◆ **INSTRUCTIONS FOR THE TASK**
Keeping pictures out of the copy, restate each record word for word.

◆ **SUPPLIED RECORDS**
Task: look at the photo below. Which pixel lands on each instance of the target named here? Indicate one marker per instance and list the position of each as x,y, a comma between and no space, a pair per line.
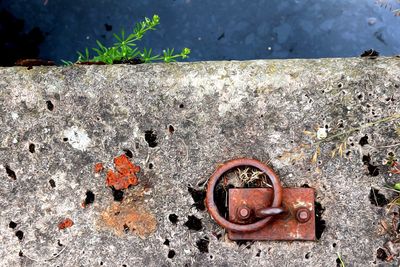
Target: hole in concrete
171,129
363,140
128,153
377,198
52,183
171,254
117,194
108,27
320,224
12,225
217,235
126,228
202,244
50,105
198,198
372,170
89,198
10,172
19,234
338,263
381,254
173,218
201,183
32,148
245,243
151,138
193,223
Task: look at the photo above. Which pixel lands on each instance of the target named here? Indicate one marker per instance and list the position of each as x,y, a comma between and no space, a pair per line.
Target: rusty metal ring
212,182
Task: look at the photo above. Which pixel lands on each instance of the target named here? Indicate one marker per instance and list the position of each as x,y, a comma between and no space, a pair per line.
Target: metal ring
212,207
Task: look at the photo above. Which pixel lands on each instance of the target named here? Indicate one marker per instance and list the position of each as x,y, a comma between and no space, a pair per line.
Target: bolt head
244,212
303,215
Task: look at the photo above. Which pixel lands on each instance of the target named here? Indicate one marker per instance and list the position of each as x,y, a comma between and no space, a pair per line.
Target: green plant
125,48
341,262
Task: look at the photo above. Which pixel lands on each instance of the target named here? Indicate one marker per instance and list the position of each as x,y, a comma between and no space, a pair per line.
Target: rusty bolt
244,212
303,215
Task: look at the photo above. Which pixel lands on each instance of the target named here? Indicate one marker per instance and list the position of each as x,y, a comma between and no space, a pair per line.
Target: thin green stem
367,125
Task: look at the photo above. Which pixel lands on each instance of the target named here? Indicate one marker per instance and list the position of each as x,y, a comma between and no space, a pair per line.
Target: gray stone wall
178,122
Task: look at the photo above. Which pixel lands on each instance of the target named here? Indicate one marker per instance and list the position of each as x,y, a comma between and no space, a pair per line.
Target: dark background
214,30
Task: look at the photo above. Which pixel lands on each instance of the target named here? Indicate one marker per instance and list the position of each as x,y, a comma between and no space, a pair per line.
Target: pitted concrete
178,122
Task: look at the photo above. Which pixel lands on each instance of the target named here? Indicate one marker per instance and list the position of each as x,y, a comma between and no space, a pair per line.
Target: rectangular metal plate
282,227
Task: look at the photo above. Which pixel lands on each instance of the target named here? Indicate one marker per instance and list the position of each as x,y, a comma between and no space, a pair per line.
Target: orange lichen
98,167
66,223
130,216
125,174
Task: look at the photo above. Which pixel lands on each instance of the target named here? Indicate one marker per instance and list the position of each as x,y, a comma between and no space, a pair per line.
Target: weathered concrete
218,111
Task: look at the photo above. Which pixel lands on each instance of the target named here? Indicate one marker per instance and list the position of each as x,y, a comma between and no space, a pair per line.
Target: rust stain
130,216
98,167
125,174
66,223
395,168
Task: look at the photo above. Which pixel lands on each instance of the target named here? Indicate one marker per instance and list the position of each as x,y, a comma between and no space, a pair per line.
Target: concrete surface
178,122
219,30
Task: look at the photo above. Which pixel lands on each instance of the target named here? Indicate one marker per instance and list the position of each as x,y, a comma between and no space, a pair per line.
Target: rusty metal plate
286,226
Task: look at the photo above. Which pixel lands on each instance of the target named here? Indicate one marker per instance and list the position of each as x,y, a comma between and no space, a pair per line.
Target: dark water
218,30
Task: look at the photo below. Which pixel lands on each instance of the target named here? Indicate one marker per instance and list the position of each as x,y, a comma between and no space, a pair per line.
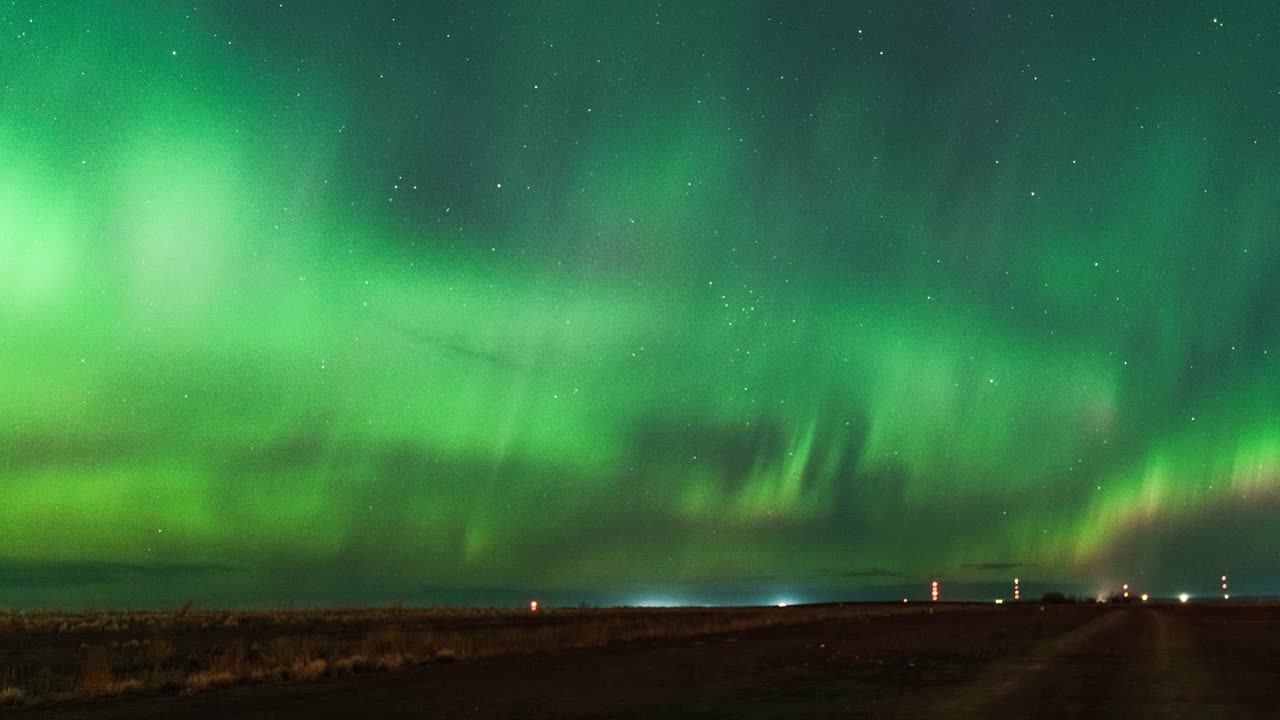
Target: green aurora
361,302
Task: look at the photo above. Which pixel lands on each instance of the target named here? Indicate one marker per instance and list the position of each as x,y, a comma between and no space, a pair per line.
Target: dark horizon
318,301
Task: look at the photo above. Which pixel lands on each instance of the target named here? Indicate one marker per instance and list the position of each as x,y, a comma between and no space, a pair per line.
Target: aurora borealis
361,302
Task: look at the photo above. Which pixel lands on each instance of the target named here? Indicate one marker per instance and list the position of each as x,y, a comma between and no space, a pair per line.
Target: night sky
638,301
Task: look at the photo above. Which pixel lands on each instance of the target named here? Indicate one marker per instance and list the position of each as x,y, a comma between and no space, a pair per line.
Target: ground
1022,661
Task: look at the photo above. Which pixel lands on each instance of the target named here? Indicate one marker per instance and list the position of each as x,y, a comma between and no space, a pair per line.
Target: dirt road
1170,661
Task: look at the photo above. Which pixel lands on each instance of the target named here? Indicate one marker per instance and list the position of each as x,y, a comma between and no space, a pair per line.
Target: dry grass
193,651
12,696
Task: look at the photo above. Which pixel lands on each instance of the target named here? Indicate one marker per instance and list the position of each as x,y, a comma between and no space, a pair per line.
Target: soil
1020,661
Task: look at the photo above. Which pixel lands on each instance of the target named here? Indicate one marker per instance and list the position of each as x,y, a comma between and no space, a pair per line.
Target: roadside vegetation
58,656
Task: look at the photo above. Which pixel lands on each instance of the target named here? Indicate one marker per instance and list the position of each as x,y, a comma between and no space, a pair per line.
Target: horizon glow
360,304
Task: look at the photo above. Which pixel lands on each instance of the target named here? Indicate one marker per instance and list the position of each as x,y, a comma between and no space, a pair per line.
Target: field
809,661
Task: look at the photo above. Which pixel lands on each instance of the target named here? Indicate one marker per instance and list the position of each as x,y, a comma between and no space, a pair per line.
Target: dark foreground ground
1063,661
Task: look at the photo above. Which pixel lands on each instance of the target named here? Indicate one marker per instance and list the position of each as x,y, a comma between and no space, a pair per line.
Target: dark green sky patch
707,300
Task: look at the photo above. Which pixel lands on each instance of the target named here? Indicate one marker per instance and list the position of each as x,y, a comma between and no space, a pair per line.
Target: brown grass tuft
12,696
206,680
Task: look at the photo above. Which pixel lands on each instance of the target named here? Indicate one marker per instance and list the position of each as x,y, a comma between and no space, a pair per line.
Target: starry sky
641,301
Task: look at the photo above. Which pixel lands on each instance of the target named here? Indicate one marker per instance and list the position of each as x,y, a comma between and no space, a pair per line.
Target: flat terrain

◆ **ANSWER BOX**
Task: look at the photo below. Which pixel lands on each instance of the target named here? Indicate one marker per instance and list the position of each as x,y, a comma between and no space, a pair per line.
Target: hole in concrete
171,129
363,140
128,153
377,198
52,183
171,254
117,194
108,27
320,224
12,225
217,235
126,228
202,244
50,105
198,198
372,170
89,198
10,172
19,234
338,263
381,254
173,218
201,183
32,148
245,243
151,138
193,223
Task: look at the photo above. Which pixel lands on each instance of the target named here? Indicate one marker per instance and list the position of each as x,y, a comma between and no space, a pair per line.
Target: rusty metal ring
212,182
Task: look at the photo above. Which pixel lands on each instance of the target named here? Indicate one marker per instance and list the position of each as x,y, a comma between and no space, a pair per line.
Target: metal ring
212,207
Task: look at the photo above. Which pixel lands on each instance of the target named here? Indicate one marker per instance and list the position of each as x,y, a comma between and no space, a pair per line.
Target: bolt head
244,212
303,215
Task: look at the photo above. Which pixel lands on each instance of the target named here? Indicate one marker per instance and list the position of each as x,y, a comma between and no space, a pair per line.
Target: green plant
125,48
341,262
Task: look at the photo above. Which pixel lands on each instance of the target named here? Indicate one marker per instance and list the position of each as x,y, a comma between and no space, a pair per line.
Target: rusty bolt
244,212
303,215
Task: look at the photo above. Which pixel lands on each instance of the target named here? Indicate one marker per instance and list the position of each as x,y, a comma between and no space, a pair per line.
Target: thin green stem
367,125
Task: look at the photo above. Which pixel lands on each instance of the target named here? Indicate one marker per instance and list the position of each as x,y, a comma between and no space, a pair per line.
Target: gray stone wall
178,122
Task: look at the photo above. Which pixel lands on each instance of the target named here? Indicate one marker per instance and list the position of each as x,y, a comma between and no space, a pair per line.
Target: dark background
214,30
Task: look at the photo above. Which pixel lands on each instance of the target named here? Indicate one marker per instance and list the position of each as x,y, a comma between and no space, a pair per line.
Target: pitted concrete
178,122
Task: look at the photo above. Which pixel lands on each instance of the target named here? Indicate one marker per instance and list the position of each as x,y, a comma between and no space, a pair per line.
Target: rectangular metal plate
282,227
Task: look at the photo above. Which pixel lands on each instance of the target named here? Indicate one marker per instance and list the position of each as x,y, a comma between and no space, a pair per line.
Target: orange lichen
98,167
66,223
130,216
125,174
Task: look at the photo above. Which pixel lands on each instance of the target named here? Indicate one marker per instance and list the position of each as x,y, a comma between and no space, a pair per line.
Target: weathered concrete
218,111
Task: look at the photo above. Which pixel lands on each instance of the target named here? Indicate one marker per instance and list the position of each as x,y, a comma between and no space, a pair per line.
Target: rust stain
130,216
98,167
125,174
66,223
395,168
Task: look at the photo above. Which pixel lands on each instance of the target named here? Indicate one marker per instance and list the position of each as x,y, a comma between and no space, a pair per line.
Target: concrete surface
178,122
219,30
Task: look at the photo above. Which pixel lands on each instance of the target named here? Indicate one marker per instance and list the position of each as x,y, a comma between and no space, a pair per line.
Target: rusty metal plate
286,226
Task: look at the photo above. Which pixel lands on each instance of the target named here? Indicate one marker per instance and list the position of each as x,y, a comma between and no space, a pair per line.
Target: dark water
218,30
Task: look at the photo below. Which pixel lands on each instance of the target named here? Indicate one marker per instance and list the position of each as x,y, a comma between and no space, a pair per line.
Target: green aurora
361,302
Task: look at the photo above. Which pixel lands on each instance of the target named here? Indicate one marker per instance and list the position of each as x,y, a comma between and no space, a pair per line.
Target: dark horizon
318,301
Task: look at the photo above. Which pixel lands on each instance of the target named here? Indicate one marker per instance and list the position of each as x,y, a comma between and no space, a pair per line.
Target: aurora borealis
361,302
Task: look at the photo above. Which pixel lands on each instance of the target named here? Indicate one marker per instance and list the position of each as x,y, a comma between and no space, a pair per line.
Target: night sky
638,301
Task: look at the photo above. Which pixel lands on each instance of the target named here? Indicate one marker per instance and list the position of each as x,y, a comma between and no space, a pair per line.
Target: ground
1022,661
Task: look at the photo above. Which pixel lands on each instance of the target named here? Indicate one marker per instance and list the position of each as x,y, a comma between and no space, a pair per line.
Target: dirt road
1170,661
Task: look at the photo above. Which pixel lands on each instance of the target named here? Indicate one marker per instance and list the position of each as x,y, a comma between and no space, a pair per line.
Target: dry grass
193,651
12,696
Task: look at the photo above. Which pixel lands on each instance of the target named here? Indicate one marker per instance and list the position of each as x,y, a comma between and no space, a pair per line.
Target: soil
1020,661
Task: look at the photo above. Which pixel lands on each instance of the target named here? Indicate one marker per instance and list the position of each as x,y, a comma between and no space, a pair per line.
Target: roadside vegetation
58,656
Task: look at the photo above. Which pixel lands on each instance of the target named here? Indicate one marker per instance and list the position of each as x,y, a comma between and no space, a pair per line.
Target: horizon glow
360,304
Task: look at the photo above. Which pixel lands on each instance of the target named here? Indicate one marker per instance and list the position of each as x,y, a comma between and no space, a pair per line.
Target: field
809,661
Task: look at the photo above. Which pixel lands on each instance of the target named here? Indicate one marker per instance and list the position of each as x,y, a comma between and no space, a pair per line.
Target: dark foreground ground
1063,661
Task: look at the photo above. Which pixel lands on each instance of the target named here? Indicate one marker per instance and list the position of each as x,y, a comma between and no space, a pair per line.
Target: dark green sky patch
707,300
Task: look at the photo above. Which pixel lands on each instance of the target named here? Indicate one marker per instance and list the position of each as x,y, a comma between and no space, a pair per line.
Target: brown grass tuft
12,696
206,680
Task: look at the photo above. Which pixel lands on each instance of the target named here? Indicate one marker per instance and list the position of each as x,y, a comma between and no space, a pair per line.
Target: starry sky
641,301
Task: look at the photo above. Which pixel lands on each instance of the target named here? Indicate one marker per instance and list the position of each as x,y, a comma between and no space, a pair per line.
Target: flat terrain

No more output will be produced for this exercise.